● THE TASK: Quote word for word the stretch of the article on the Covid-19 economic symposium from "Dr. Wang Wen, Executive" through "the global economy.".

● EXCERPT:
=-=-=
More than 200 million people are at risk of unemployment as human civilization faces a new world war in the form of Covid-19 that can only be stopped by global cooperation, a Chinese expert said while addressing a symposium here on Tuesday.
Dr. Wang Wen, Executive Dean of Chongyang Institute for Financial Studies, and Vice President of Silk Road School at Renmin University of China (RUC), also said there is a significant risk of conflict because of social breakdown and instability.
Dr. Wen was addressing the e-symposium – Covid-19 and the Global Economy: Effects and Repercussions – organized by TRENDS Research & Advisory as part of its First Global Economic Forum, highlighting the varying effects of the pandemic on the global economy.
“The pandemic is turning into a protracted war, and the globe is facing an unprecedented crisis. Premature opening of some countries’ economies has exacerbated recurrence of the disease,” Dr. Wen said.
He said that Covid-19 had developed as many as 40 variants, and the scientists are facing a significant challenge in tackling it. “It will take at least half a year before a vaccine is developed. Up to 1 billion people could eventually be affected, and the death toll could be seven million,” he said.
According to Dr. Wen, the economic effects of Covid-19 are also unprecedented, and even IMF predictions are based on a vaccine being found. “The impact will mean a steep decline in world trade. Localism and regionalism will become more evident,” he said.
He also lamented that anti-globalization sentiments are rising due to populism. This will lead to the rise of protectionism even though no country can ignore global problems like pandemic and climate change.
“As long as there are confirmed cases anywhere, the pandemic cannot be declared over. Countries following unilateralism ignore the common interests of humankind,” he said, adding that priority should be given to innovative new technologies that support smart cities, climate protection, and communications such as 5G networks.
Addressing the E-Forum, a leading economist Mr. Ahmed Al Turbak said effective health policies should complement the right fiscal policies. “There is more scope for coordinated GCC fiscal policies. In previous crises, fiscal policies were not always appropriate as they were counter-cyclical as they cut spending during downturns,” Al-Turbak said.
=-=-=
● SOURCE INFORMATION:
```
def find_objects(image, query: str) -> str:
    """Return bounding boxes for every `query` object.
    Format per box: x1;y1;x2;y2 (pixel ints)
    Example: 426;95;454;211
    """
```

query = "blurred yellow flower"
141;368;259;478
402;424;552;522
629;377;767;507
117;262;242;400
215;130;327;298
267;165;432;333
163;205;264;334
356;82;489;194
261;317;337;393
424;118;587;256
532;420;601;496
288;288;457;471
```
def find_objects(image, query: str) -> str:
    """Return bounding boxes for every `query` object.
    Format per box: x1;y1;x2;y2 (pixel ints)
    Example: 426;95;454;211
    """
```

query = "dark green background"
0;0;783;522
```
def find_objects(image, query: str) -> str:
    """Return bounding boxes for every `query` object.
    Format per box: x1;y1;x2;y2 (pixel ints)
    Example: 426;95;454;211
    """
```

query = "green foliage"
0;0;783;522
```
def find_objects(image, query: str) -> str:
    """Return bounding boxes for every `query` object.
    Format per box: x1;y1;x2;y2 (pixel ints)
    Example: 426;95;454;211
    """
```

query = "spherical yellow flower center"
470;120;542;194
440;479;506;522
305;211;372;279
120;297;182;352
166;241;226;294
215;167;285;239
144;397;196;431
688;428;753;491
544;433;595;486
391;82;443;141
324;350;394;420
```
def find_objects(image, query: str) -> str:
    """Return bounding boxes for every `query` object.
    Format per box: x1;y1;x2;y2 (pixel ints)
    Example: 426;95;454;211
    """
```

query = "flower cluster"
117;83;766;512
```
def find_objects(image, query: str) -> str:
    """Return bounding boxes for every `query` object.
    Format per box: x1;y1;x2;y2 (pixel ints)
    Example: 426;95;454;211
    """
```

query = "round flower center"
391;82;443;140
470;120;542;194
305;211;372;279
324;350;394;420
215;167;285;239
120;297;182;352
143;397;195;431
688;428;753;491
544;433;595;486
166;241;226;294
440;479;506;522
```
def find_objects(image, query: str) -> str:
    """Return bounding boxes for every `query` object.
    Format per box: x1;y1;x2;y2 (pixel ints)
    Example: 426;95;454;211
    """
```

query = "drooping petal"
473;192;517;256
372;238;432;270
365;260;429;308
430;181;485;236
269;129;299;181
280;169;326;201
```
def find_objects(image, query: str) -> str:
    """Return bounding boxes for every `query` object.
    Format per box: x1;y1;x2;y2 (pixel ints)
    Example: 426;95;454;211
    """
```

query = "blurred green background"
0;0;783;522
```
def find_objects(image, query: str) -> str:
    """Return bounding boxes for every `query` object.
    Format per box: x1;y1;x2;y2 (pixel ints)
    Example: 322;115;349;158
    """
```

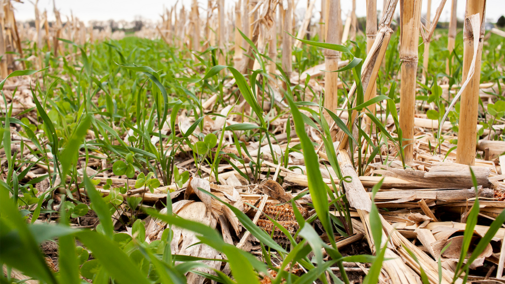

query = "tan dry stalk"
338;151;426;284
267;0;278;74
0;4;9;79
4;1;25;69
282;0;293;89
342;12;352;42
242;0;251;44
191;0;200;51
491;28;505;37
423;0;430;78
319;0;326;42
334;0;398;149
350;0;358;40
30;0;42;49
43;11;51;49
324;0;340;121
400;0;422;165
233;0;244;69
217;0;226;65
366;0;377;117
295;0;317;48
456;0;486;165
248;0;258;40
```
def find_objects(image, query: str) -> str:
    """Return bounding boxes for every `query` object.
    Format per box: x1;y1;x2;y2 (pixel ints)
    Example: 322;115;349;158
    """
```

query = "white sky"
13;0;505;23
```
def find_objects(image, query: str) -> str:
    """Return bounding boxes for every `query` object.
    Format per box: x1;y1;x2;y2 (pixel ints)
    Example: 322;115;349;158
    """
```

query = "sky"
13;0;505;22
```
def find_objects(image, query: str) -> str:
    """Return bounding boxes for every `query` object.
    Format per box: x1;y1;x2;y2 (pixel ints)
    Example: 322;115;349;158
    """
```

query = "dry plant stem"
233;0;244;69
217;0;226;65
282;0;293;90
366;0;377;124
456;0;486;165
491;28;505;37
237;195;268;249
247;0;258;41
324;0;340;124
295;0;317;48
242;0;251;49
268;12;277;74
350;0;356;40
400;0;422;165
191;0;200;51
342;13;352;42
338;151;416;284
334;0;398;149
0;15;9;79
496;235;505;278
319;0;326;42
423;0;437;79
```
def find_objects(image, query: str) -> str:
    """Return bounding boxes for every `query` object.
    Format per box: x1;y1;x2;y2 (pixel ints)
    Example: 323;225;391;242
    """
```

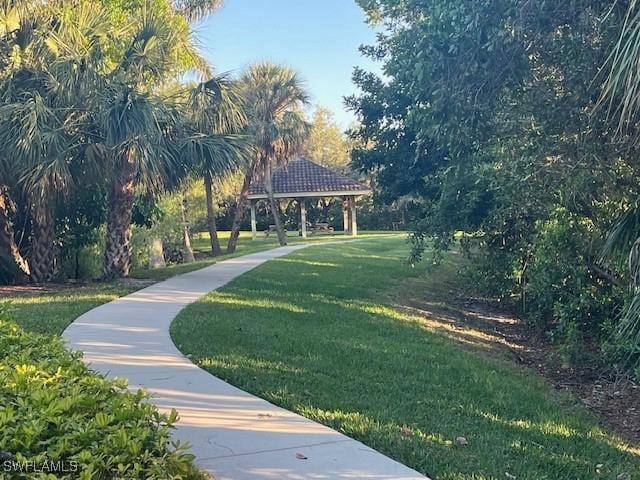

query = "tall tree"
186;75;251;256
227;62;310;252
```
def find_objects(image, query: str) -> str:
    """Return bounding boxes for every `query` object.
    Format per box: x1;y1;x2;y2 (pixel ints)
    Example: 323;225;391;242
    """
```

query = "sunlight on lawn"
171;238;640;480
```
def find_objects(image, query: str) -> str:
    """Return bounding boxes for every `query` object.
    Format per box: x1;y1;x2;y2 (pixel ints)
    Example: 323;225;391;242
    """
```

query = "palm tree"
597;0;640;368
186;75;250;256
92;4;206;278
227;62;310;253
0;2;104;282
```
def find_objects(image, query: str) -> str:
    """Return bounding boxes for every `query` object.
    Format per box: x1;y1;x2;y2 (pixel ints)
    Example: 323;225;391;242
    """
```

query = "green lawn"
132;231;392;281
172;237;640;480
5;282;139;335
5;232;396;335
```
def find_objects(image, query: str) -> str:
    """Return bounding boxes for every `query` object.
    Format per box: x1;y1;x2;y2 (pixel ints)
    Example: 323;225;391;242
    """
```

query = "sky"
195;0;380;128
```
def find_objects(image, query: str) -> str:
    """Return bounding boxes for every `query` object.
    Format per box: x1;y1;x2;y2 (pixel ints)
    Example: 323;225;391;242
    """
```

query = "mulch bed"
399;297;640;445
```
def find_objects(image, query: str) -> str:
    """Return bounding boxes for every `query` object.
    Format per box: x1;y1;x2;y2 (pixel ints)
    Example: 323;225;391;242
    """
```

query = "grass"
171;238;640;480
0;232;396;335
5;282;139;335
132;231;390;282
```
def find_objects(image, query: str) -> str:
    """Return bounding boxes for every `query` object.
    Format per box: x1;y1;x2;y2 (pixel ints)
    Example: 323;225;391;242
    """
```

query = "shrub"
0;311;205;480
525;209;624;361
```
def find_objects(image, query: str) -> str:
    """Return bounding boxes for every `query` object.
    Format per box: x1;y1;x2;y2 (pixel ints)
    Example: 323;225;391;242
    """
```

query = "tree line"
0;0;309;283
347;0;640;374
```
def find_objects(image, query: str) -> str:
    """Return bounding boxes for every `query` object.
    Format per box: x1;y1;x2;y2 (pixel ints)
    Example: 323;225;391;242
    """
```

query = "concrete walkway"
63;245;426;480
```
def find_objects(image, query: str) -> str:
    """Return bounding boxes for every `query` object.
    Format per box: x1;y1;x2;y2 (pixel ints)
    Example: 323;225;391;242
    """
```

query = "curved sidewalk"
63;245;426;480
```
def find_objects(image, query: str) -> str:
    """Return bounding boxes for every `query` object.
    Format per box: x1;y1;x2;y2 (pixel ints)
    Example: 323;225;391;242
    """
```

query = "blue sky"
196;0;380;127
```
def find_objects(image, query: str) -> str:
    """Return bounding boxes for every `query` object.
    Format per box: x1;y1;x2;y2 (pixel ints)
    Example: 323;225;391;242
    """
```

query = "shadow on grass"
172;239;640;480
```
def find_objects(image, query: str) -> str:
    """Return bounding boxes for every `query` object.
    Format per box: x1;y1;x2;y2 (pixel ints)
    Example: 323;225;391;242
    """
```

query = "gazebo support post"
250;200;258;240
349;197;358;237
298;200;307;238
342;197;351;235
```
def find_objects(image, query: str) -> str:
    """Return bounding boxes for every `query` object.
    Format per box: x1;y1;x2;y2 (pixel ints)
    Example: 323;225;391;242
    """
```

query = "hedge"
0;311;207;480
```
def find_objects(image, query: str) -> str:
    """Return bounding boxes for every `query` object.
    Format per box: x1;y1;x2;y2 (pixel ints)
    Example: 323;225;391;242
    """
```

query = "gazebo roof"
249;157;371;200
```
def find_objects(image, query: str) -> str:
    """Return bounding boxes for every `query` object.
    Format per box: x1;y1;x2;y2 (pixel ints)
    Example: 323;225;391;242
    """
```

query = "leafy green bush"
0;311;204;480
525;209;624;361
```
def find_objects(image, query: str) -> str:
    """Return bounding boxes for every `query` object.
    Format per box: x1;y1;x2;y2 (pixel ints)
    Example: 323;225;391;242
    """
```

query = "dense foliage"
348;0;640;374
0;306;205;480
0;0;245;282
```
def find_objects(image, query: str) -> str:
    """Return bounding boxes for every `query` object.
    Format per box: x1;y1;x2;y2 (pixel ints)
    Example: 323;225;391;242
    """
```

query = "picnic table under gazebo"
249;157;371;240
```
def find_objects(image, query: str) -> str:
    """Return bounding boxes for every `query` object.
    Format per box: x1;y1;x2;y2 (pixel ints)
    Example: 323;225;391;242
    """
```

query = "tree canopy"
347;0;638;374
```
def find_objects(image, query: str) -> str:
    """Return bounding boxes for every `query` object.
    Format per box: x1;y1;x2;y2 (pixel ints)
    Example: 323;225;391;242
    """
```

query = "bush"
525;209;624;361
0;311;205;480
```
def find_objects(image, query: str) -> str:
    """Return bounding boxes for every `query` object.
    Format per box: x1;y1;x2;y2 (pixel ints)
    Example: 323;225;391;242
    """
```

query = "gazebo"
248;157;371;240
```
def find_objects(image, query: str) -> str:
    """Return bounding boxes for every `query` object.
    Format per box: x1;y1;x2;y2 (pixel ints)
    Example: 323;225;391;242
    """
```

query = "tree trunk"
227;170;253;253
29;196;56;283
104;157;135;279
0;186;31;277
182;193;196;263
204;173;222;257
264;165;287;247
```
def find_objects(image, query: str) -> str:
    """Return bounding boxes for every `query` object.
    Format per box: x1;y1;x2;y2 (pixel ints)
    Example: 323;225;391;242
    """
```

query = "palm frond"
174;0;222;22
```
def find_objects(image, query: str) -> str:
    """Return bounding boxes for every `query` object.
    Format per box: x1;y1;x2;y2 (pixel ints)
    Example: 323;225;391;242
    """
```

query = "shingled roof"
249;157;371;200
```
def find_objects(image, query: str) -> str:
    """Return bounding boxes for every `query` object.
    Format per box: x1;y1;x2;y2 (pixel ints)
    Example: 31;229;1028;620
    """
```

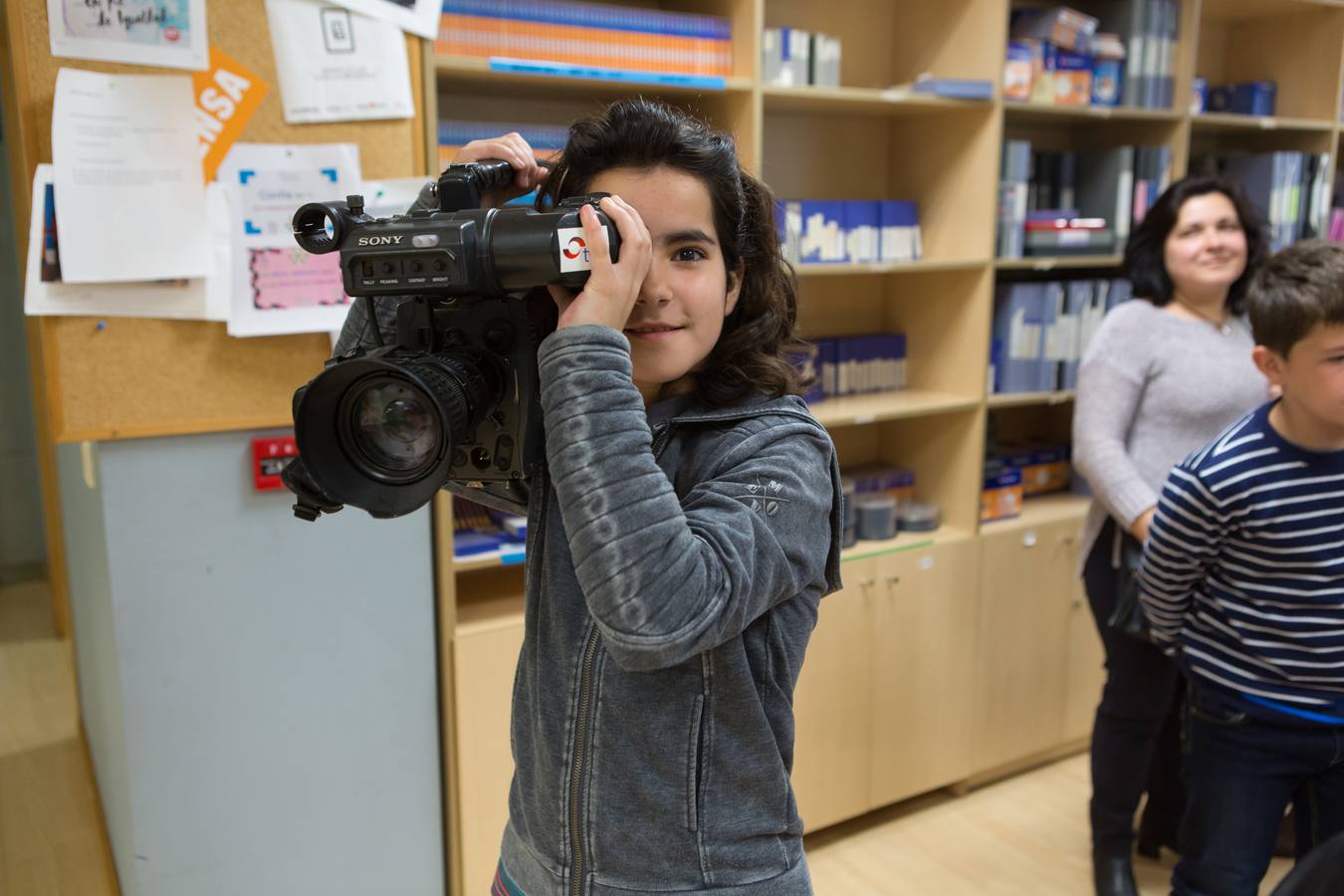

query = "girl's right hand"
547;196;653;332
453;133;546;208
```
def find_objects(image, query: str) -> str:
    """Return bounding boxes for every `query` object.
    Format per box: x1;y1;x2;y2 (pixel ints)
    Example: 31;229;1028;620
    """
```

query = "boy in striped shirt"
1141;241;1344;896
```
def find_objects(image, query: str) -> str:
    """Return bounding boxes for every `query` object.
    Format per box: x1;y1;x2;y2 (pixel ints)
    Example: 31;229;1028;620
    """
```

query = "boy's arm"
1140;461;1224;653
539;326;836;669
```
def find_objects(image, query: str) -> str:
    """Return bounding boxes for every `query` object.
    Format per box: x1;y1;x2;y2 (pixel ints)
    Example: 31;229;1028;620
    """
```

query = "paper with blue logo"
47;0;210;69
218;143;363;336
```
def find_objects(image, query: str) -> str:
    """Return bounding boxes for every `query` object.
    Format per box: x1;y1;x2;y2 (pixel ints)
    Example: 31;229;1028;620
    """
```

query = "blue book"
1059;280;1093;389
813;338;840;397
1106;280;1134;312
994;284;1045;392
1035;281;1066;392
844;199;882;265
798;199;847;265
489;57;726;90
442;0;733;40
914;78;995;101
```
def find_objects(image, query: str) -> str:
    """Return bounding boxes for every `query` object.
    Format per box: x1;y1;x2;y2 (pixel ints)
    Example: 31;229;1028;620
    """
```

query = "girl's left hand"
547;196;653;332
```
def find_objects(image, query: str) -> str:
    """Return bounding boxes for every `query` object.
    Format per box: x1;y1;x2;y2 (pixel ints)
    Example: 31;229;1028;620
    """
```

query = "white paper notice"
219;143;360;336
51;69;211;284
312;0;444;40
23;165;230;321
266;0;415;124
47;0;210;69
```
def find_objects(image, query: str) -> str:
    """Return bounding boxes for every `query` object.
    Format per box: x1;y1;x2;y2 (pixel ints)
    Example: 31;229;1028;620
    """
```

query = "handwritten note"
=-=-=
● YOUR SOLUTION:
Dr. Wang Wen, Executive Dean of Chongyang Institute for Financial Studies, and Vice President of Silk Road School at Renmin University of China (RUC), also said there is a significant risk of conflict because of social breakdown and instability.
Dr. Wen was addressing the e-symposium – Covid-19 and the Global Economy: Effects and Repercussions – organized by TRENDS Research & Advisory as part of its First Global Economic Forum, highlighting the varying effects of the pandemic on the global economy.